» TASK DETAILS: From the entries below, reproduce exactly the line containing "Where can you spot the eroded", the line containing "Where can you spot the white cloud", and every line in between, with nothing added.

Collected data entries
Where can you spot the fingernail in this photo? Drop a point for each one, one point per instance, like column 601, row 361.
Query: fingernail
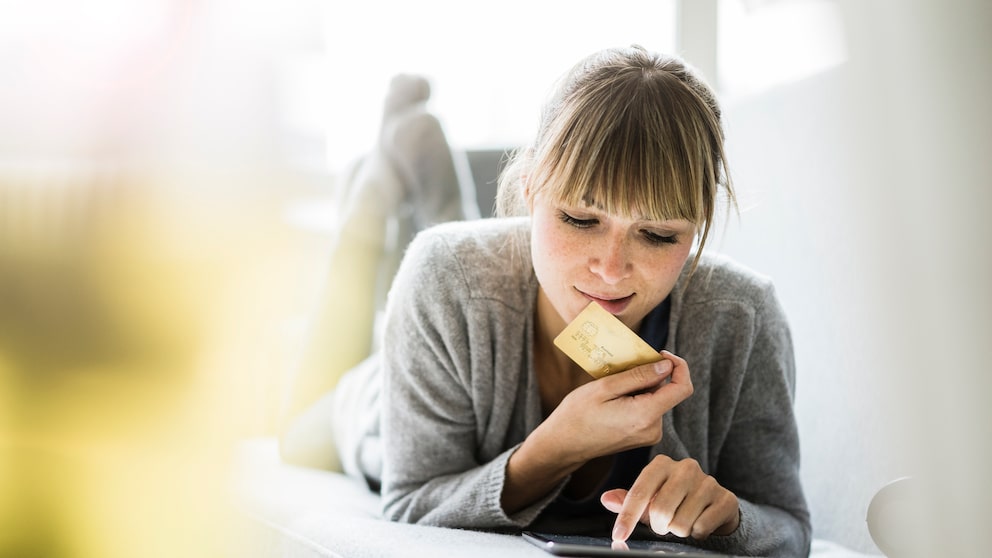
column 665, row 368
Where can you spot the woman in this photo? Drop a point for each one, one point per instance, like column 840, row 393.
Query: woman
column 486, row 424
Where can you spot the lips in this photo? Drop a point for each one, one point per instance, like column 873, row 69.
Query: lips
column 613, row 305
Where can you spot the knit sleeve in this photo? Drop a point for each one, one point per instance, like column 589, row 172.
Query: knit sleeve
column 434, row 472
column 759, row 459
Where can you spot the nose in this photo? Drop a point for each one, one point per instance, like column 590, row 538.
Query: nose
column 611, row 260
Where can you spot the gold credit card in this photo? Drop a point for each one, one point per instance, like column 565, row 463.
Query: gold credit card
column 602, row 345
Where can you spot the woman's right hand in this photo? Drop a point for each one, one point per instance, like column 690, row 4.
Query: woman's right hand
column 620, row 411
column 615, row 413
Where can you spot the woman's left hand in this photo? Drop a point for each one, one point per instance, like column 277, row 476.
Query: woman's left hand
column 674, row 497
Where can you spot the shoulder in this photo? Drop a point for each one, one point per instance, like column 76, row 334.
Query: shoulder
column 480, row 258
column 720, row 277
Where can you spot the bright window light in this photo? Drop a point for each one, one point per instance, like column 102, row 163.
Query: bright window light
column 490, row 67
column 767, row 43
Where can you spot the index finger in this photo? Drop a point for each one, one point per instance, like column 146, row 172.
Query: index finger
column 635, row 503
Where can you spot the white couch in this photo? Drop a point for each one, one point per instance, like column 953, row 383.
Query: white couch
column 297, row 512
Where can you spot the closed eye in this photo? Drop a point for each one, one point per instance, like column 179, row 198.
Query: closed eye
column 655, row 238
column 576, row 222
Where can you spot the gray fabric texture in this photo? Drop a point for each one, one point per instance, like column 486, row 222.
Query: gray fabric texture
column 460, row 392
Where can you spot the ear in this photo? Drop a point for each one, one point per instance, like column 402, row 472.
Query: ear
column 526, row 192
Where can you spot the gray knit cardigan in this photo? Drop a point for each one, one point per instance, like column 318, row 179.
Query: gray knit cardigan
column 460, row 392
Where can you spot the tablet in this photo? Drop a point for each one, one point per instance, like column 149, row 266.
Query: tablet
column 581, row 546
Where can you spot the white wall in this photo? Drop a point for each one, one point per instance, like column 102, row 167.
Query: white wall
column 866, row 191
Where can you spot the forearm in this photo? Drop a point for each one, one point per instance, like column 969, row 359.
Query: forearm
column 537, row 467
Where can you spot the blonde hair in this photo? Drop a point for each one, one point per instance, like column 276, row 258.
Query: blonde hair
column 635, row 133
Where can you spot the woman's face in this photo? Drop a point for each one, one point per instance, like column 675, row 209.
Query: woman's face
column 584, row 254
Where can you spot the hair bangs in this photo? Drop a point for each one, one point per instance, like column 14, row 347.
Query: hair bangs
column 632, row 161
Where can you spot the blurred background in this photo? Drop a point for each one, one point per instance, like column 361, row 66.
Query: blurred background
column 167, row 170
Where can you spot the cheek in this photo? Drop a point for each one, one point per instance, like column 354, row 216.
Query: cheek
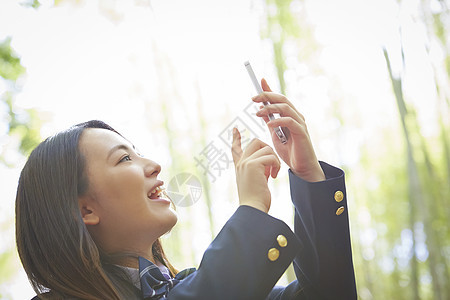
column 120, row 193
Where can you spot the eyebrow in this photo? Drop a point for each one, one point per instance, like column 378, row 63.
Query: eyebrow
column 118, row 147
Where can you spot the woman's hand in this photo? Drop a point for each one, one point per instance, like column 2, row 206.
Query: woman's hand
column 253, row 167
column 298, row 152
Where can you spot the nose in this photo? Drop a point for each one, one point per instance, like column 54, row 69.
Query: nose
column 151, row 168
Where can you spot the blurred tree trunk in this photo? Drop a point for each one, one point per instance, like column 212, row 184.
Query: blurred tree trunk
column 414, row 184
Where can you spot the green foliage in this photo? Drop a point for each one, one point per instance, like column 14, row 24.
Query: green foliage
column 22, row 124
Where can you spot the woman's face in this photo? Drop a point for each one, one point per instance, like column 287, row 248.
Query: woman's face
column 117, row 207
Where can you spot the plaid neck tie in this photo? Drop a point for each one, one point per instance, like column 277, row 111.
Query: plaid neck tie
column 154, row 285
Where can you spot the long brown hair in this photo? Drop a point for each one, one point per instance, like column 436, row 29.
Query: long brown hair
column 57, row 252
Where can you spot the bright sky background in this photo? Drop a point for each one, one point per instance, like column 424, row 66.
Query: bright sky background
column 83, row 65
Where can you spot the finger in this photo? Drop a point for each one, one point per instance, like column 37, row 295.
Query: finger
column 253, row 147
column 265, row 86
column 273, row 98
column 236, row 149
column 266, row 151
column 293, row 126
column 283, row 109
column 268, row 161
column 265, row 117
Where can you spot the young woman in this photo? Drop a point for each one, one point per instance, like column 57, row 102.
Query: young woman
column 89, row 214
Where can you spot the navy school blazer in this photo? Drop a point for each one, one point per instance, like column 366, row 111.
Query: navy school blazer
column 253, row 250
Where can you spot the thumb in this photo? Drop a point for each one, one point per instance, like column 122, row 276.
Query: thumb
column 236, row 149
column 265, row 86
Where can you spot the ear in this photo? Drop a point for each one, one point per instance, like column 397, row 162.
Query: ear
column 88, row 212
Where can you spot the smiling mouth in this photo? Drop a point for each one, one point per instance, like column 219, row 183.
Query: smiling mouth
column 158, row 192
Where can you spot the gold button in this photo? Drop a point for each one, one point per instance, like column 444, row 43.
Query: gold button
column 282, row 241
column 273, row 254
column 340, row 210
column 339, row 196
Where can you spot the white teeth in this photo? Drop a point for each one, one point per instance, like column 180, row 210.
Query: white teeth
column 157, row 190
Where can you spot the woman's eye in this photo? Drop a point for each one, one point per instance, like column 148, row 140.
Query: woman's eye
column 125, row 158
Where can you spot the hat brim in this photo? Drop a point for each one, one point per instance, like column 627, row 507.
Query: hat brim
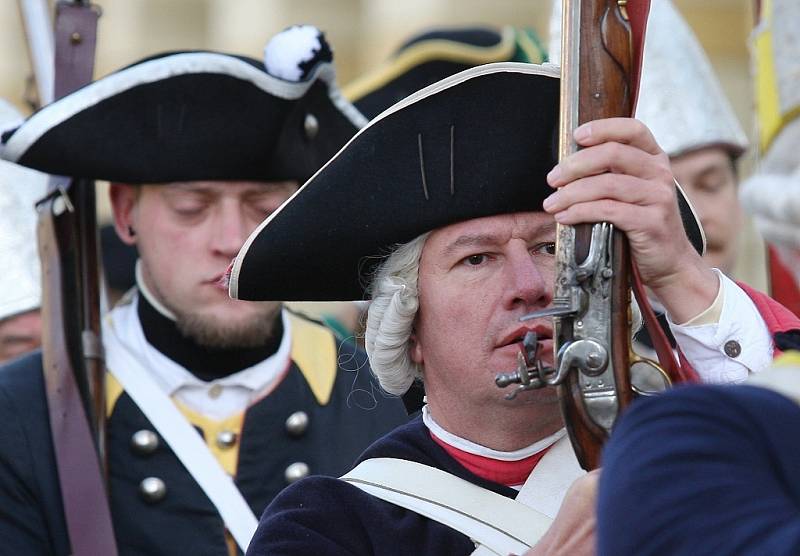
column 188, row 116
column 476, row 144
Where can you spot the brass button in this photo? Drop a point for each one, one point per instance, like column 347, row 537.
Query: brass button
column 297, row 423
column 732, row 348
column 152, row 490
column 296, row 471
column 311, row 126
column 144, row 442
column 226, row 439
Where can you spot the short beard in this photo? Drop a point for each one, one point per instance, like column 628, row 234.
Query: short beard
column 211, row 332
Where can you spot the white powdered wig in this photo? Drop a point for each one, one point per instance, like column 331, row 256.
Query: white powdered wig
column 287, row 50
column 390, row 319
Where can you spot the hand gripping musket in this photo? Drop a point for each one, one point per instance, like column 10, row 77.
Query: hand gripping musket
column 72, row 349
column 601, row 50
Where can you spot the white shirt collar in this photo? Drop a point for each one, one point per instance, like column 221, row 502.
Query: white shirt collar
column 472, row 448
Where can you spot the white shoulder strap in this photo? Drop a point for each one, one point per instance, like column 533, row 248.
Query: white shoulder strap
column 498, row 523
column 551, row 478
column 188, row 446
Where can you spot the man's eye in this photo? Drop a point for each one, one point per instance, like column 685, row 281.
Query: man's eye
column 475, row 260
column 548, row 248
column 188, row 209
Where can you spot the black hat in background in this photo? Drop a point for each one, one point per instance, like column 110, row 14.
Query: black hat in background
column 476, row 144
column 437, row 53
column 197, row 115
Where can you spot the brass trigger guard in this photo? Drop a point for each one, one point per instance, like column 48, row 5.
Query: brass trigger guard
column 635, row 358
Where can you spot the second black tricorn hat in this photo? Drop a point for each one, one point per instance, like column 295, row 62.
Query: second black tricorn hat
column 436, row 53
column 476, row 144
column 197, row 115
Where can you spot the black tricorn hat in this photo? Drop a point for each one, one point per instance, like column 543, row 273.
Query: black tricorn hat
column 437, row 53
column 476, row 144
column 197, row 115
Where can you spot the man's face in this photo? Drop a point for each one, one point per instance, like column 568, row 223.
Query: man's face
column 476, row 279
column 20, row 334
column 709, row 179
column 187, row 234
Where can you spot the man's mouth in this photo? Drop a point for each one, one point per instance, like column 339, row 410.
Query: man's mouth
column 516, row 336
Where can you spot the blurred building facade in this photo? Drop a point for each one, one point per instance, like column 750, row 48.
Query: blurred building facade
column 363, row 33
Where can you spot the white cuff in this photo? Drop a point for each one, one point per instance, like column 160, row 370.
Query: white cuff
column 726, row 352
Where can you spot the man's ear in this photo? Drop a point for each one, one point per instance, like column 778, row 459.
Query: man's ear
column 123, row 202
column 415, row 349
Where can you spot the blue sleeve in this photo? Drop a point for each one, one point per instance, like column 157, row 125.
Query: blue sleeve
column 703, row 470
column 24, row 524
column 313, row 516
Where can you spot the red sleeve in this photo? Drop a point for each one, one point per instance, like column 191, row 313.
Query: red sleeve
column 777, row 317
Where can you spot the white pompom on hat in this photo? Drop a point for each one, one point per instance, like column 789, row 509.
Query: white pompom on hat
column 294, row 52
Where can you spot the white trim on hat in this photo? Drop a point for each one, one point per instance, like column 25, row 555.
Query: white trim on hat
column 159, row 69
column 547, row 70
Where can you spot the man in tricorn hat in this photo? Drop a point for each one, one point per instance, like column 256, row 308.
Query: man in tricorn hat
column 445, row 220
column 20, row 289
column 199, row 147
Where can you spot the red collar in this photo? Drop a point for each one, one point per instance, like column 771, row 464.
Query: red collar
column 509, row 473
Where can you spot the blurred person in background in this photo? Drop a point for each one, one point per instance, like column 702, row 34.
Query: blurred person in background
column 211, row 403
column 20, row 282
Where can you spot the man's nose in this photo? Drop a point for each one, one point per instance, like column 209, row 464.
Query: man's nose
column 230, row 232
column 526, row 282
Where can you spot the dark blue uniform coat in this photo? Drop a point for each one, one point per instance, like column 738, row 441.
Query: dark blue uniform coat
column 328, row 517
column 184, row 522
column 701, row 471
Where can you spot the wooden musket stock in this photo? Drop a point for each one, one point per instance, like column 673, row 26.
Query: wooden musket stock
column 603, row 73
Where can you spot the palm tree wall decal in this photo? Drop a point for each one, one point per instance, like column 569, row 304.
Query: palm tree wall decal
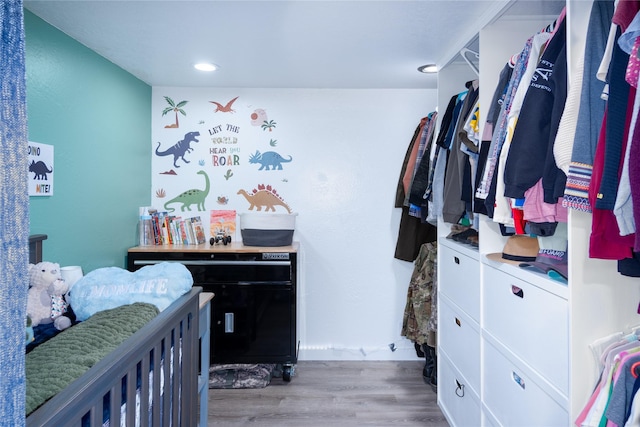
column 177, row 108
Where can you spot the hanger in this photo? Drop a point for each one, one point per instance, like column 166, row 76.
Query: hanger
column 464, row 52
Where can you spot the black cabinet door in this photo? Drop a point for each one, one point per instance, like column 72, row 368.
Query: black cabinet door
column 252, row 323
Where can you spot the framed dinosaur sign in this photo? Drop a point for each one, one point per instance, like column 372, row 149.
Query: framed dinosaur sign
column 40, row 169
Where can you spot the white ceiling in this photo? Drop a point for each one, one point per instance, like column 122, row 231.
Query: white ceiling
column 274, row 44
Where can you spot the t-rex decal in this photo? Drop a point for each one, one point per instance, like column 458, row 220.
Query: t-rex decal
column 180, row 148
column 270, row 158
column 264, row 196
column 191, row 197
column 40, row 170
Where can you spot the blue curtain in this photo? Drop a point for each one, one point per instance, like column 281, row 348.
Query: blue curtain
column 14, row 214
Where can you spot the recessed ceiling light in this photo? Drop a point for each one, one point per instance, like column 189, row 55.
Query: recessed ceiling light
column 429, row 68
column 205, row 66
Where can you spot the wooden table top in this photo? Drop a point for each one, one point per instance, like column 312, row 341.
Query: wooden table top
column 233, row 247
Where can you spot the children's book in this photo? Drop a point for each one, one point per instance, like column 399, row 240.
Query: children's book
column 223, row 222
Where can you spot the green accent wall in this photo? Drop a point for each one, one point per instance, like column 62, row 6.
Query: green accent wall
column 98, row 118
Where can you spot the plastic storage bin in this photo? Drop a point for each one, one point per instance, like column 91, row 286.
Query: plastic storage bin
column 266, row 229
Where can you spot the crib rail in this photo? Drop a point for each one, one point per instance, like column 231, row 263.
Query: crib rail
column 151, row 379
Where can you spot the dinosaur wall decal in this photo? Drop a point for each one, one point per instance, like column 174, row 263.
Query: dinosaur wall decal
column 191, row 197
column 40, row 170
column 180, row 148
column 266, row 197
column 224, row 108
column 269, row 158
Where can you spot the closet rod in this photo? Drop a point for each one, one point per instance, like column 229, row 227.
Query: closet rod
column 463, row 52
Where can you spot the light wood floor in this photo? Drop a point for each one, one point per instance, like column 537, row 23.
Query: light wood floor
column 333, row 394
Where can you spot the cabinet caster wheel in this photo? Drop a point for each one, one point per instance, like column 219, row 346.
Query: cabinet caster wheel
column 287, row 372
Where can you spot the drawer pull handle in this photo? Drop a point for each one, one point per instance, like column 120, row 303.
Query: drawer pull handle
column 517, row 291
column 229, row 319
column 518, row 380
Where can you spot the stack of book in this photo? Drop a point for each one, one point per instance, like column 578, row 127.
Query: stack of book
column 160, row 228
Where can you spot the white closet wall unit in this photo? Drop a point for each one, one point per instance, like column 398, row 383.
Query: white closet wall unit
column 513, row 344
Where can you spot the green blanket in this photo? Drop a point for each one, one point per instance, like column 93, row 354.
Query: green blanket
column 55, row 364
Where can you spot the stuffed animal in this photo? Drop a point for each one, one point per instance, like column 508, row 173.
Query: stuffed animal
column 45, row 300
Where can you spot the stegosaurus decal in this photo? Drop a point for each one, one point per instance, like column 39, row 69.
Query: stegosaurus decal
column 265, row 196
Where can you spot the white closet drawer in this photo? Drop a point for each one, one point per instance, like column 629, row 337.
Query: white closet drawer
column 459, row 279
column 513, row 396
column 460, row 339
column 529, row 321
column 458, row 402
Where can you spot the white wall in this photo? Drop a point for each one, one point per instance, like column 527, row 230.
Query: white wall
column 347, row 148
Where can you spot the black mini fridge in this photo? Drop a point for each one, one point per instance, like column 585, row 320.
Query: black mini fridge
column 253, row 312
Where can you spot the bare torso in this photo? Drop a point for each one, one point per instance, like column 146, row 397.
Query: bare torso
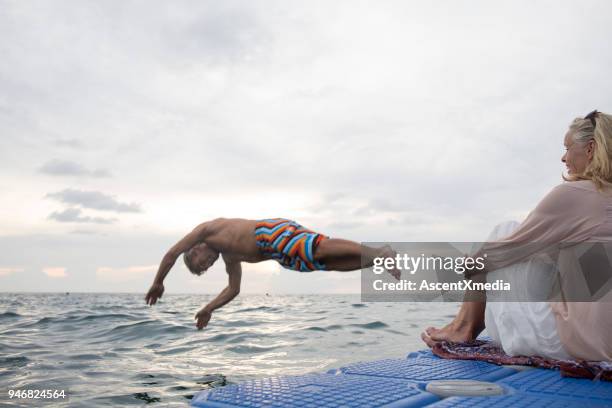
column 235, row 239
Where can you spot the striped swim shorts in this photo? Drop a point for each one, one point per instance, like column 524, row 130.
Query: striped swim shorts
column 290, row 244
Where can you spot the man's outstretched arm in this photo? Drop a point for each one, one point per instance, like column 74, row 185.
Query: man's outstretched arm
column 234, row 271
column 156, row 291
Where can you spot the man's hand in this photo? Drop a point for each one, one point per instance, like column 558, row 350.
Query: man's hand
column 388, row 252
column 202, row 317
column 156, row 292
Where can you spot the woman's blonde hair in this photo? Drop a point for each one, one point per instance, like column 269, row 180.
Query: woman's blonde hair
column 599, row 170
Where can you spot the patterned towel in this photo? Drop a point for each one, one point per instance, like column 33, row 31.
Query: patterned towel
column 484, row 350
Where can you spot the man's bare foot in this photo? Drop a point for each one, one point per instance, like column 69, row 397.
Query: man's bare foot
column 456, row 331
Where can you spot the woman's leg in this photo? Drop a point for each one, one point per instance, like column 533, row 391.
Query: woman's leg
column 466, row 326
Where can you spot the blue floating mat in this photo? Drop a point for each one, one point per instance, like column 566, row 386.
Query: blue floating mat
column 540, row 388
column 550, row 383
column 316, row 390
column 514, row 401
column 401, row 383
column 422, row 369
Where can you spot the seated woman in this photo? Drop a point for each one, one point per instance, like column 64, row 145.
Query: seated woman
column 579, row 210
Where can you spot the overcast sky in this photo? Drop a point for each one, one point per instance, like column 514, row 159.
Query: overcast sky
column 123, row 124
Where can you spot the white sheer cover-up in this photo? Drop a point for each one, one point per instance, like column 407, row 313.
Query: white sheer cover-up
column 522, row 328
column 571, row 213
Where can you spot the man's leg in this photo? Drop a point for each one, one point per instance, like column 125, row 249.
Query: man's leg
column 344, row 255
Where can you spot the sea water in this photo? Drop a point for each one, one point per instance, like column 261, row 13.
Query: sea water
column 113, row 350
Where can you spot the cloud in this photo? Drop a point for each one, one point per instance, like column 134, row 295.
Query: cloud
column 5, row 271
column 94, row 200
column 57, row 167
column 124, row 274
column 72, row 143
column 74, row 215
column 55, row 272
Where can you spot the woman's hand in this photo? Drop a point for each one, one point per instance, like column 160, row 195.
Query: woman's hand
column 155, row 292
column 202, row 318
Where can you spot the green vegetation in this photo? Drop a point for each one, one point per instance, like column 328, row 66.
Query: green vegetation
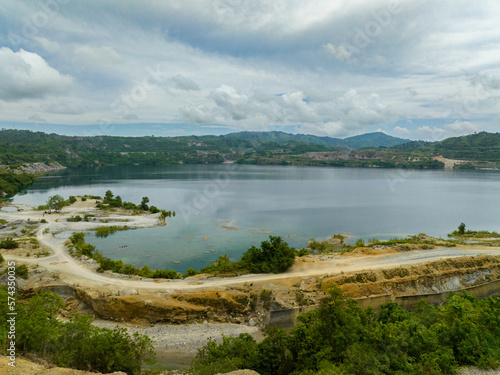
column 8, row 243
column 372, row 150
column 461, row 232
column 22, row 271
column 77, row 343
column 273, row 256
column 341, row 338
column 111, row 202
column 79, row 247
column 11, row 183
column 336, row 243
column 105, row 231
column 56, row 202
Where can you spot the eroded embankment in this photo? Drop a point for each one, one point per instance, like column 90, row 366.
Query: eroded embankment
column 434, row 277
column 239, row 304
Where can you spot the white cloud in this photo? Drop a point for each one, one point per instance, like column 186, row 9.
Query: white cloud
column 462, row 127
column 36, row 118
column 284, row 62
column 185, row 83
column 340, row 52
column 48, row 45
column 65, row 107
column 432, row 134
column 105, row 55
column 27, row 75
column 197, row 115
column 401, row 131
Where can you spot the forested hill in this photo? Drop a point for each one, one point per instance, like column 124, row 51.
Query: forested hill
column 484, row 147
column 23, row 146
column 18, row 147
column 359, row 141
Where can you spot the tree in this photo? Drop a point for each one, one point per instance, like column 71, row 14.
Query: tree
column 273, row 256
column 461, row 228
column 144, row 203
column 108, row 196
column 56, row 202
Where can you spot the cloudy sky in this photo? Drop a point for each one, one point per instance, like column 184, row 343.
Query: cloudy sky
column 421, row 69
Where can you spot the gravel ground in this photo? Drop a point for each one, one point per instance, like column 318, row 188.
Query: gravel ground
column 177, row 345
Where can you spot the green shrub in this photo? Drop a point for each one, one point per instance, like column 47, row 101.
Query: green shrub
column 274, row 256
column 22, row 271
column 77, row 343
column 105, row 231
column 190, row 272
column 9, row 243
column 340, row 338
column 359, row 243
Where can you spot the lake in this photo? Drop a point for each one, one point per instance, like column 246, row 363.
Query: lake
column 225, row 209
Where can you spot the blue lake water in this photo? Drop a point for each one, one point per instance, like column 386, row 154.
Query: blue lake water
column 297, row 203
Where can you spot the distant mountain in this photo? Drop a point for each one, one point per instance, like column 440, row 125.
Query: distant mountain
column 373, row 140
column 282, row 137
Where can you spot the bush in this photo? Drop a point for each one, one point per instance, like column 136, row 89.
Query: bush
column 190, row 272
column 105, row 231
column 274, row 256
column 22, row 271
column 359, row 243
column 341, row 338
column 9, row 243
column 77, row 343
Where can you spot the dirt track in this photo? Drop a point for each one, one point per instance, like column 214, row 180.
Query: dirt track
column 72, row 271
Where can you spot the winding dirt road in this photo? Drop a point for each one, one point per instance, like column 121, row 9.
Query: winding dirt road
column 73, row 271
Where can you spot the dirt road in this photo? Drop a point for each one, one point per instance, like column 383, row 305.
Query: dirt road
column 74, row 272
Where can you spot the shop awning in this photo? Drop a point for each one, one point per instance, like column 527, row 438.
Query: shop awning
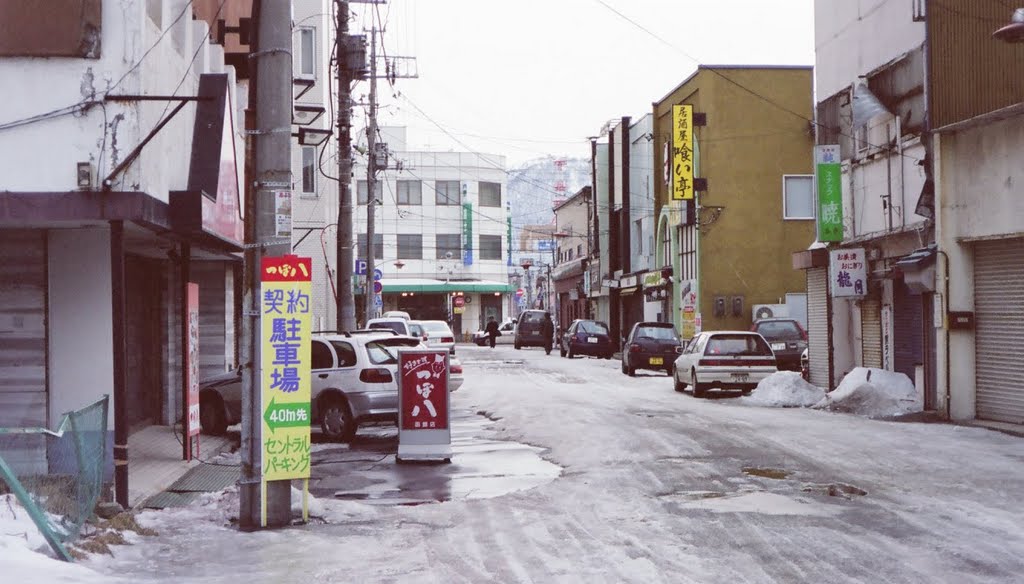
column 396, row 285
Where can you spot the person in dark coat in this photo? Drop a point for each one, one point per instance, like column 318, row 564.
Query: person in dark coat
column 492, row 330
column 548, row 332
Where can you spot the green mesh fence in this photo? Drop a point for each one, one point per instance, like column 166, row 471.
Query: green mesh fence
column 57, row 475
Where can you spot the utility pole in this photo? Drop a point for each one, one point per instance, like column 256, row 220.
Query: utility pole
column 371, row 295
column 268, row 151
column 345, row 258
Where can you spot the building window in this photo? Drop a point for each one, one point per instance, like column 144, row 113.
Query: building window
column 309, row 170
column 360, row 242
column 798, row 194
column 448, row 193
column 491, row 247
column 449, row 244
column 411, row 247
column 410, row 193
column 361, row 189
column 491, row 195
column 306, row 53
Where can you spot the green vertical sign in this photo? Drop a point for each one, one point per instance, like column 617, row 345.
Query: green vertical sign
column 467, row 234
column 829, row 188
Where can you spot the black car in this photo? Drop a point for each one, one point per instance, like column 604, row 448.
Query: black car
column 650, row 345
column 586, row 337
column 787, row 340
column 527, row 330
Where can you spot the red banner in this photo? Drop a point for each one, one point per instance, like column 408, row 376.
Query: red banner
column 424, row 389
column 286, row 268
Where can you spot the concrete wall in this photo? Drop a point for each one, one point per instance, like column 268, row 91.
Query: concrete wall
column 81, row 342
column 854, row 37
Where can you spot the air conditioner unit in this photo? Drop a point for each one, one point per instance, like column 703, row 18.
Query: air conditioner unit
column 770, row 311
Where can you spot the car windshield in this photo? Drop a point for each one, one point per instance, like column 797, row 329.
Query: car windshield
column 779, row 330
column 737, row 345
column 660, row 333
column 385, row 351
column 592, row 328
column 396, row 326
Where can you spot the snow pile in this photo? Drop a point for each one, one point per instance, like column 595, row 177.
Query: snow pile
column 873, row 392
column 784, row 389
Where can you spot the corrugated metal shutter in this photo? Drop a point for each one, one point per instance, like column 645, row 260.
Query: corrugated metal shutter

» YOUR RESPONSE:
Where can you spot the eroded embankment in this photo? Drop a point for each one, one point per instance, like column 90, row 366.
Query: eroded embankment
column 434, row 277
column 239, row 304
Where can you spot the white cloud in this photo? Drop a point for each one, one point per instance, like column 186, row 9.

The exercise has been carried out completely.